Goal of the exercise: Give back the entire listing below, unaltered.

● ● ●

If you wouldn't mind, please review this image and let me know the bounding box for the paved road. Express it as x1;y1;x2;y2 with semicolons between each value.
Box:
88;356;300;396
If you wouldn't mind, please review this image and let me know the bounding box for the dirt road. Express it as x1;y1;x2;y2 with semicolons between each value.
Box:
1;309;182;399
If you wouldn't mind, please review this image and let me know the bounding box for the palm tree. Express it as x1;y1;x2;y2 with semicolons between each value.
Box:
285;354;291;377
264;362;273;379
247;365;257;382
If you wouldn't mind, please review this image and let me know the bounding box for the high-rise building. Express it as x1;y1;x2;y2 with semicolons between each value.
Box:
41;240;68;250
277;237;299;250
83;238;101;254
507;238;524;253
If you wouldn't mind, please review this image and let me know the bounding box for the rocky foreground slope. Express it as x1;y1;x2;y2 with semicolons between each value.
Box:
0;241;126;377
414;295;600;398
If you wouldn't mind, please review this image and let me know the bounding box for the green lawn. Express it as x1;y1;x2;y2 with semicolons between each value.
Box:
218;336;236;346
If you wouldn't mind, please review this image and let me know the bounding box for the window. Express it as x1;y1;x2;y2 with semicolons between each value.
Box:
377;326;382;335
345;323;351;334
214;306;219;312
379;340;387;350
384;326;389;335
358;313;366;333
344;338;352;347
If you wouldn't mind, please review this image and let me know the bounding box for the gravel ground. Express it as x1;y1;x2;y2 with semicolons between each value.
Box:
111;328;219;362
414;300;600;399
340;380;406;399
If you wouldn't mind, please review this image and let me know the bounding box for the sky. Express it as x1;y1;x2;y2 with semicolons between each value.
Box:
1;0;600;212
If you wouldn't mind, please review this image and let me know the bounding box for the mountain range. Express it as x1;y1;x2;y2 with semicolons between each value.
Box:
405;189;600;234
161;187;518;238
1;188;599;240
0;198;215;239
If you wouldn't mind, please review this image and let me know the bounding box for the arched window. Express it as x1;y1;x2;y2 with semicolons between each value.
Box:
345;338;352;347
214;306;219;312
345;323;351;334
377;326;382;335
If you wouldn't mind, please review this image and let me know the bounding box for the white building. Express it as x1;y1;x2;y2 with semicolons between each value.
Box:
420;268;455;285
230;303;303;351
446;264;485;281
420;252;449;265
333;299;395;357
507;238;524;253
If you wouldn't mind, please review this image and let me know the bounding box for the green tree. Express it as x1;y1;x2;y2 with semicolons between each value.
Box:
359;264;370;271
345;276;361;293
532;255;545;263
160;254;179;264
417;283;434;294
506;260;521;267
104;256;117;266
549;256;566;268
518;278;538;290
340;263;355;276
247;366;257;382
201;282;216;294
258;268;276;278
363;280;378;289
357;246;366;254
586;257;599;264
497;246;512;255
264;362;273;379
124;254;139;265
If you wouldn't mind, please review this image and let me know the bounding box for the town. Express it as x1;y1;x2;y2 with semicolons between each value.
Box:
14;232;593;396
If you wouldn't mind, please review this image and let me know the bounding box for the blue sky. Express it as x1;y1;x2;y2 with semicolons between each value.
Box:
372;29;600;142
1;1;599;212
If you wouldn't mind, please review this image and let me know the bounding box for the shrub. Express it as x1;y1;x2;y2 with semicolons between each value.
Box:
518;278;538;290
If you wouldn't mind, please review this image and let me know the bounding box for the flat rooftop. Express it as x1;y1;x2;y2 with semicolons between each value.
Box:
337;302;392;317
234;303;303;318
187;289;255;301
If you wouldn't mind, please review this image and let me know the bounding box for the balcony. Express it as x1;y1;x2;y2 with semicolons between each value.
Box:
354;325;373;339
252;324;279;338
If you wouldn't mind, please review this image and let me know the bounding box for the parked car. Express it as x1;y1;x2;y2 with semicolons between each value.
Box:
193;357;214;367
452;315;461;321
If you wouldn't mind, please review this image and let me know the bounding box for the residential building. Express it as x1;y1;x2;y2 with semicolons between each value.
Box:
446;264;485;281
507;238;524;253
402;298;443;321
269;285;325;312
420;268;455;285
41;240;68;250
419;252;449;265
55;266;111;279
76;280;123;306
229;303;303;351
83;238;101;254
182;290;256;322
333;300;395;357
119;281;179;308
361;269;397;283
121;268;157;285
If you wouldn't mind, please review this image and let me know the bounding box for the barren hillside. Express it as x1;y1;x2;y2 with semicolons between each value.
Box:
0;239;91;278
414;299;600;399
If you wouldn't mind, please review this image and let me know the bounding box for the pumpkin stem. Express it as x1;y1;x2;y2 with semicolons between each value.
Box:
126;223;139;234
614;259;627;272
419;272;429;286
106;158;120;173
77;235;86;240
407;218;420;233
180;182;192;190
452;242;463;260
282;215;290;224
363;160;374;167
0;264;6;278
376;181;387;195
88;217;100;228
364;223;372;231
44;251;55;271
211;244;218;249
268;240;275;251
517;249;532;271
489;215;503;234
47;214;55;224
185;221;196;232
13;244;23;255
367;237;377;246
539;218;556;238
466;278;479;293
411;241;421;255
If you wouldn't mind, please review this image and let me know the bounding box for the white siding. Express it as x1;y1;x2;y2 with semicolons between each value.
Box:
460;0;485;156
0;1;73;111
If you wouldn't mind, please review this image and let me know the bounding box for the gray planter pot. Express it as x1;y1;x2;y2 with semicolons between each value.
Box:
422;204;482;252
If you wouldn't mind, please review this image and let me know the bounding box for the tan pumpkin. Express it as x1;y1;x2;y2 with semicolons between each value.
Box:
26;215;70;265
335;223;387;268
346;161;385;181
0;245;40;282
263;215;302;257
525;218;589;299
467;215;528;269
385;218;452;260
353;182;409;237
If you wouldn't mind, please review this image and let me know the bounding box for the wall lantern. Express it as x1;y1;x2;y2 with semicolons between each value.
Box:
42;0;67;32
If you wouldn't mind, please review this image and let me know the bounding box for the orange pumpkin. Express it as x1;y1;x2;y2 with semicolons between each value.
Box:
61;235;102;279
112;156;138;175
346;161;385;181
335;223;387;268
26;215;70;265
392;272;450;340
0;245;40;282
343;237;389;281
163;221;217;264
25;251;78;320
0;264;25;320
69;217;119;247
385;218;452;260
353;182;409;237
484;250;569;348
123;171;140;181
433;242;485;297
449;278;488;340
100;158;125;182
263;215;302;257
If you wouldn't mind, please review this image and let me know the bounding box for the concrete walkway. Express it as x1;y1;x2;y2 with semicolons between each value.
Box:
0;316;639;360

● ● ●

Task output:
If you wouldn't mind, please review this image and let me know the bounding box for the paved road. Express it as x1;y1;x2;y2 with semicolons between each value.
Box:
88;356;300;396
If you wouldn't mind, please review this image and let me know the bounding box for the dirt road. Express it as x1;y1;x2;y2 with semicolons between each value.
Box:
1;309;182;399
If you wouldn't mind, please review this image and let me know the bounding box for the palm tree. Express it as x1;y1;x2;y2 with semicolons between each value.
Box:
285;354;291;377
264;362;273;379
247;365;257;382
If you wouldn't mind, please review this image and let me know the bounding box for the high-rise building. Express it as x1;y1;x2;y2 with semicolons between each value.
Box:
41;240;68;250
277;237;299;250
83;238;101;254
507;238;524;253
If you wouldn't mind, please review this image and let me know the bounding box for the rocky foreground slope. Express it as x1;y1;x2;y2 with semicolons between each value.
Box:
0;241;126;377
414;295;600;398
If you wouldn't mind, please review this image and let me know the bounding box for the green lawn. Express it as x1;y1;x2;y2 with semicolons between each value.
Box:
218;336;236;346
If you wouldn't mind, please review this image and let me know the bounding box for the window. Express it as x1;y1;x2;y2 with semicolons between each value.
Box:
377;326;382;335
345;323;351;334
214;306;219;312
379;340;387;350
384;326;389;335
358;313;366;333
344;338;352;347
If you wouldn't mind, please review this image and let me know the bounding box for the gravel ground. Express it as x1;y1;x2;y2 with semicolons between each value.
Box:
111;328;219;362
414;300;600;399
340;380;406;399
If you wouldn't mind, please review this image and let me know the bounding box for the sky. Express it as x1;y1;x2;y2 with semicolons between each value.
Box:
1;0;600;212
If you wouldn't mind, please review this image and let me know the bounding box for the mountain range. Express it as x1;y1;x2;y2 with semicolons between each value.
Box:
405;189;600;234
161;187;518;238
1;188;599;240
0;198;215;239
If you wouldn't mind, please review this image and let me know the bounding box for the arched window. Express it as x1;y1;x2;y2 with semicolons between each value.
Box:
345;338;352;347
214;306;219;312
345;323;351;334
377;326;382;335
If you wouldn't mind, please review this image and let me know the bounding box for the white building. Express it as x1;y1;x2;y2 with semicolons between each value.
Box:
420;268;455;285
230;303;303;351
446;264;485;281
420;252;449;265
333;299;395;357
507;238;524;253
If you wouldn't mind, please review this image and let me know the bounding box for the green tree. Express it as x1;y1;x2;y2 with semicolons between each value.
Box:
359;264;370;271
345;276;361;293
532;255;545;263
160;254;179;264
417;283;434;294
506;260;521;267
104;256;117;266
549;256;566;268
518;278;538;290
340;263;355;276
247;366;257;382
201;282;216;294
258;268;276;278
363;280;378;289
357;246;366;254
586;257;599;264
497;246;512;255
264;362;273;379
124;254;139;265
If you wouldn't mind, please review this image and let me know the bounding box for the town. Express it as x1;y1;x2;y2 with semicolons between each value.
Box:
14;232;593;396
If you wouldn't mind, please review this image and let me know the bounding box for the blue sky. Express it as x1;y1;x2;y2 with semicolons between each value.
Box:
372;29;600;142
1;1;599;212
If you wouldn't mind, please review this image and let me know the bounding box for the shrub. Express it as x1;y1;x2;y2 with semicolons between each value.
Box:
518;278;538;290
If you wouldn't mind, please review this image and let me know the bounding box for the flat rooftop. Express it as x1;y1;x2;y2 with semicolons between each value.
Box:
337;302;392;317
234;303;303;318
187;289;255;301
If you wouldn't mind, please review this image and let me know the bounding box for the balcony. Express it as x1;y1;x2;y2 with semicolons between each value.
Box:
354;325;373;339
252;324;279;338
If you wouldn't mind, please review this image and let me know the bounding box for the parked car. Express it as x1;y1;x2;y2 with semicolons between each value.
Box:
193;357;214;367
452;315;461;321
If you wouldn't mind, please review this image and let me know the bounding box for the residential building. Express it as x1;y1;x2;y2 with semicolons between each value.
Box:
446;264;485;281
507;238;524;253
402;298;443;321
269;285;325;312
420;268;455;285
41;240;68;250
419;252;449;265
55;266;111;279
76;280;123;306
229;303;303;351
83;238;101;254
182;290;256;322
333;300;395;357
119;281;179;308
361;269;397;283
121;268;157;285
If you wouldn't mind, please review this image and let me know the bounding box for the barren hillside. Express it as x1;y1;x2;y2 with semicolons between each value.
Box:
0;239;91;278
414;299;600;399
If you wouldn't mind, please review this image and let me know the bounding box for the pumpkin stem. Express it as x1;y1;x2;y2 with semicolons between each value.
Box:
126;223;139;234
614;259;627;272
419;272;429;286
106;158;120;173
77;235;86;240
407;218;420;233
180;182;192;190
452;242;463;260
282;215;290;224
363;160;374;167
0;264;6;278
376;181;387;195
88;217;100;228
364;223;372;231
44;251;55;271
211;244;218;249
268;240;275;251
517;249;532;271
489;215;503;234
47;214;55;224
185;221;196;232
13;244;23;255
367;237;377;246
539;218;556;238
466;278;479;293
411;241;421;255
If you wouldn't mind, please review this image and let me know the bounding box for the white siding. Express it as x1;y1;x2;y2 with semicolons between each value.
Box:
460;0;485;156
0;1;73;111
If you wouldn't mind, please review this image and let me know the bounding box for the gray planter pot. Express it as x1;y1;x2;y2 with semicolons between each value.
Box:
422;204;482;252
If you wouldn't mind, please review this image and let me know the bounding box for the tan pumpkin. Express it as x1;y1;x2;y2 with semicolons between each value.
Box:
26;215;70;265
335;223;387;268
346;161;385;181
0;245;40;282
263;215;302;257
525;218;589;299
467;215;528;269
385;218;452;260
353;182;409;237
If you wouldn't mind, please review this image and let me know the bounding box for the wall lantern. Express it as x1;y1;x2;y2 with semicolons between each value.
Box:
42;0;67;32
If you wouldn't mind, please review this image and let me know the bounding box for the orange pumpkin. Express it as x1;y1;x2;y2 with semicolons between each value.
Box:
61;235;102;279
112;156;138;175
346;161;385;181
335;223;387;268
26;215;70;265
392;272;450;340
0;245;40;282
343;237;389;281
163;221;217;264
25;251;78;320
0;264;25;320
69;217;119;247
385;218;452;260
353;182;409;237
484;250;569;348
123;171;140;181
433;242;485;297
449;278;488;340
100;158;125;182
263;215;302;257
If you wouldn't mind, please review this image and let me know the bounding box for the concrete walkway. Express it as x1;y1;x2;y2 with semicolons between each value.
Box:
0;316;639;360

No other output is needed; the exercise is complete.